It’s been quite a year for Victoria Canal. Less than 12 months since she joined Coldplay onstage at Glastonbury in front of 250,000 fans, the 26-year-old songwriter has become a headliner in her own right. Her US tour this spring included stops at the Kennedy Center, LA’s legendary Troubadour, and other iconic venues. And Canal’s debut album, Slowly, It Dawns, has won over critics from Rolling Stone, Spin, and the LA Times since its release in mid-February.
Most impressive of all, she’s relegated her limb difference to an afterthought, commanding attention through the sheer quality of her music. Here are five things that have dawned on Canal over the last 12 months.
1. All music is soul music.
“My Cuban grandmother played piano and led the choir at her church,” Canal says. “When we would visit her, I would sit on her lap and watch her play. She was the first person to notice I had an interest in music, and she encouraged my parents to put me into lessons.” Canal now sports a tattoo bearing one of her grandmother’s favorite phrases: con alma (“with soul”). “That’s my main criterion as a songwriter,” Canal says. “Am I putting my soul into it? Am I reaching a deeper level of myself?”
2. Hearts belong on sleeves.
Canal wrestles to balance two contradictory impulses: the need to reveal her emotions honestly and shield herself from judgment. “Relatively few people admit to feeling the weight of self-doubt, perfectionism, depression, anxiety,” she says. “Saying them out loud is like an admittance of weakness. But ultimately, to be vulnerable is strong, and it is a way to reach people.” But then, it’s also a way for other people—including haters and trolls—to reach her, too. “I signed up to share myself for a job,” Canal shrugs. “It’s what I do.”

• **YOUR TASKS**
1) Retype the stretch from "Most impressive of" through "belong on sleeves." in the Victoria Canal profile, keeping every word and punctuation mark unchanged.
2) Extend the Victoria Canal profile, picking up right after its final sentence.

• **DATA SHOWN**
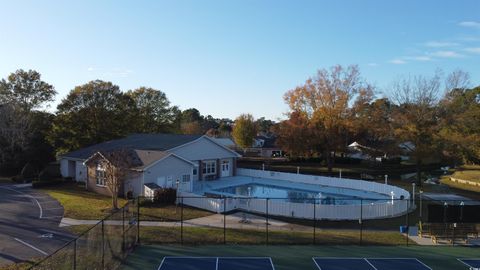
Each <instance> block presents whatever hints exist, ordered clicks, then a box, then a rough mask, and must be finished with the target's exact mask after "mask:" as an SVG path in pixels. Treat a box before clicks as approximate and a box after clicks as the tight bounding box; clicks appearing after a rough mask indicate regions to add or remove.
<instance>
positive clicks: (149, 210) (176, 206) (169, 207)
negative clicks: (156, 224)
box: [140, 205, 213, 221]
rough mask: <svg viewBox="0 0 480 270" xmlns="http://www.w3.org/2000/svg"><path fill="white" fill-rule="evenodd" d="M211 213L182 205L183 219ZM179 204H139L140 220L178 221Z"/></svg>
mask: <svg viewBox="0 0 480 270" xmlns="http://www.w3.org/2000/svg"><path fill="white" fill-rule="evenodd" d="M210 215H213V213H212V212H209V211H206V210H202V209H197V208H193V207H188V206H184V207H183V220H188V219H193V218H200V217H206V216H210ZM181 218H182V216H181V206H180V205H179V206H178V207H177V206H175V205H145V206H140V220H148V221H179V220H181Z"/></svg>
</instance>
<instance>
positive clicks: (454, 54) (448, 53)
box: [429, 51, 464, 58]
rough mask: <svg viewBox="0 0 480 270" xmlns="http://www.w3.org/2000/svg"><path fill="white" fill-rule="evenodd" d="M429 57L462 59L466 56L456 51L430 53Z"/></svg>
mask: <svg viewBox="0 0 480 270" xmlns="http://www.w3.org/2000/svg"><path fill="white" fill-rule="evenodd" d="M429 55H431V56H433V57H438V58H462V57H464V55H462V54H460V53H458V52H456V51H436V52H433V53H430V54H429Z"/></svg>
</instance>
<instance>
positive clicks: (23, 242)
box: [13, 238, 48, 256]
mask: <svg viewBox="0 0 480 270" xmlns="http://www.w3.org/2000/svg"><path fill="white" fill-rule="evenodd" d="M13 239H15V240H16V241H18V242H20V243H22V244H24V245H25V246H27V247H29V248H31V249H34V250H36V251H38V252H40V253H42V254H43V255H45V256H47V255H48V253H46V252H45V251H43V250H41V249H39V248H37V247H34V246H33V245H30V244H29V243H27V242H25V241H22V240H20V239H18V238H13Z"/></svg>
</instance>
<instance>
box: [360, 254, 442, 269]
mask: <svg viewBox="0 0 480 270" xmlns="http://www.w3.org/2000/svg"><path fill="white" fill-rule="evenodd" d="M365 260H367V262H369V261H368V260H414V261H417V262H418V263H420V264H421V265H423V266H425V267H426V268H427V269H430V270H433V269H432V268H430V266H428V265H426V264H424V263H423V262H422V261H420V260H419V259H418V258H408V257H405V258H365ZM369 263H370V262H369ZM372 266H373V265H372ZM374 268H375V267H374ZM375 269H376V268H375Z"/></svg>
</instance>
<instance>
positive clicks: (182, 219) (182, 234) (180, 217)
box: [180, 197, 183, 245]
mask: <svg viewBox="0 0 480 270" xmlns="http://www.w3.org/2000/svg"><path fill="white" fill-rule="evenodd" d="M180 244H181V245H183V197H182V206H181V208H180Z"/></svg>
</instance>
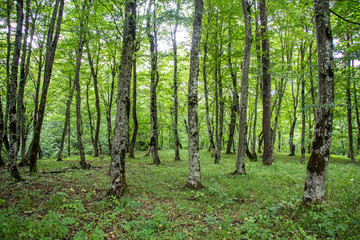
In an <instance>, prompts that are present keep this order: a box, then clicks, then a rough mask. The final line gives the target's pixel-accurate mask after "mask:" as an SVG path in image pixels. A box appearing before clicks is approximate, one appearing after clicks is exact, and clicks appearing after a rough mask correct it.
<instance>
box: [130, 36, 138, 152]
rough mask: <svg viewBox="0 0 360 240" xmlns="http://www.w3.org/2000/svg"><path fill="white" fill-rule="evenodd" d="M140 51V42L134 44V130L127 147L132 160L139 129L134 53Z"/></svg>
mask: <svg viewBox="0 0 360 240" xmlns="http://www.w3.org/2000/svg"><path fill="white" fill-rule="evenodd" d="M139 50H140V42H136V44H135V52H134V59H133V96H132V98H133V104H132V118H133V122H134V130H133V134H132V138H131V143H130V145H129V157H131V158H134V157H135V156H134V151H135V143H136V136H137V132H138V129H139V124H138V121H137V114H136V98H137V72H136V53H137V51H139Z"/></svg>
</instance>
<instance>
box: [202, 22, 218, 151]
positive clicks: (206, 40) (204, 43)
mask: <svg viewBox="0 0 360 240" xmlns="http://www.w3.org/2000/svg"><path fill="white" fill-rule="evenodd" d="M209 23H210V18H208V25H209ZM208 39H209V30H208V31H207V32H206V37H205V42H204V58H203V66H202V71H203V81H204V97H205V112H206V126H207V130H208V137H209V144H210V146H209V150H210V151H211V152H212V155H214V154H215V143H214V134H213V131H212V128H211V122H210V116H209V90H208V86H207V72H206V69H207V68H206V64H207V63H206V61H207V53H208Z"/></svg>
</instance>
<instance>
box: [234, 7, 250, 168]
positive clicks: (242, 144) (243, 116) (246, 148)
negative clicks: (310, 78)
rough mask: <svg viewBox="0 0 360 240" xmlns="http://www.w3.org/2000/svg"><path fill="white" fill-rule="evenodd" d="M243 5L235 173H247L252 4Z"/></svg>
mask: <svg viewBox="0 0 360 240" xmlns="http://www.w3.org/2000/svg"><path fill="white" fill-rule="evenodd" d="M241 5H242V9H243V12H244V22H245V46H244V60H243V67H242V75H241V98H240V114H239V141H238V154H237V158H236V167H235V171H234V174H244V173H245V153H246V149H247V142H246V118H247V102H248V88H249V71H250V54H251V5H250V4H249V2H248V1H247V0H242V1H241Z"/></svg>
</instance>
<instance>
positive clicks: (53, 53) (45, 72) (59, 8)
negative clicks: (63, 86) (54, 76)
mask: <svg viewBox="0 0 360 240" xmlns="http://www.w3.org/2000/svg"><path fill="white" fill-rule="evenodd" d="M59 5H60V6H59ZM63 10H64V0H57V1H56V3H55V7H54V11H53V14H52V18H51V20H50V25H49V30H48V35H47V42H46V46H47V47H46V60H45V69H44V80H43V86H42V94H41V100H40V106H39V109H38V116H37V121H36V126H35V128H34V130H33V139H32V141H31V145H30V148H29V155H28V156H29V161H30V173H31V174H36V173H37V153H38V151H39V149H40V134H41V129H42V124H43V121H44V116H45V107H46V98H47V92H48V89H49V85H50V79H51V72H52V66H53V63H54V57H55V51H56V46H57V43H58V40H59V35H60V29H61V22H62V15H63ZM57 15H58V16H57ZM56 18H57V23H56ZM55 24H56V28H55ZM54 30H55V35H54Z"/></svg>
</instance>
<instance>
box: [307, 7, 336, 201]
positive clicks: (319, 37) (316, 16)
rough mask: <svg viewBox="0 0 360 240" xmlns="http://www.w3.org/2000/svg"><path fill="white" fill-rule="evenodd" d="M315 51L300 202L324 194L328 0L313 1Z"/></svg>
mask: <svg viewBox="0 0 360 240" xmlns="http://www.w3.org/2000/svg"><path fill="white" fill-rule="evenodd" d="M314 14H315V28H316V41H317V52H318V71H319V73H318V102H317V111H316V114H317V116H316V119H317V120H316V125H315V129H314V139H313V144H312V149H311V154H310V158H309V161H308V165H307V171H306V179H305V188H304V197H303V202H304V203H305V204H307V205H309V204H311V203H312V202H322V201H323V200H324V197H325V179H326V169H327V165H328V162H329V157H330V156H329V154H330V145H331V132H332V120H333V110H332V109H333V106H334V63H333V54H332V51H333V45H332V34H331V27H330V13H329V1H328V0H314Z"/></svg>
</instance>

• **TASK-BY-TASK ANSWERS**
1)
Most impressive of all, she’s relegated her limb difference to an afterthought, commanding attention through the sheer quality of her music. Here are five things that have dawned on Canal over the last 12 months.
1. All music is soul music.
“My Cuban grandmother played piano and led the choir at her church,” Canal says. “When we would visit her, I would sit on her lap and watch her play. She was the first person to notice I had an interest in music, and she encouraged my parents to put me into lessons.” Canal now sports a tattoo bearing one of her grandmother’s favorite phrases: con alma (“with soul”). “That’s my main criterion as a songwriter,” Canal says. “Am I putting my soul into it? Am I reaching a deeper level of myself?”
2. Hearts belong on sleeves.

2)
3. Beware of guardian angels.
Disability tends to trigger people’s care-taking instincts, Canal says, and while their compassion may be well-intentioned, it can do more harm than good. “If everyone’s coming to your rescue, it limits the muscle you build to believe in yourself,” Canal says. “I think it’s necessary to self-impose certain challenges when you’re someone with a disability, because people aren’t ever going to impose those challenges on you. They would much rather save you out of pity, and I am allergic to pity.”
4. Limitations are liberating.
As a five-fingered instrumentalist, Canal elevates tone and texture over technical chops. “I might not be the most dexterous piano player,” she says, “but I only sound like me. There’s no other piano player that’s going to sound like that, and part of the reason is because I make very specific choices based on my limb difference.” They’re choices that might never occur to a more conventional artist, but in Canal’s well-crafted tunes, they sound not only natural but inevitable.
5. Talk is cheap.
Type “Victoria Canal” into Google, and “Victoria Canal Tom Cruise” will appear in the autosuggest list. That’s because The Sun and Page Six published rumors last summer that the pair had become “inseparable” after meeting backstage at Glastonbury. While it’s true they hung out (Cruise even invited Canal to the set of Mission: Impossible 8), they were never romantically involved. “I am not dating the man,” she wrote on Instagram. “LOL, never thought I would have to clarify that out loud.”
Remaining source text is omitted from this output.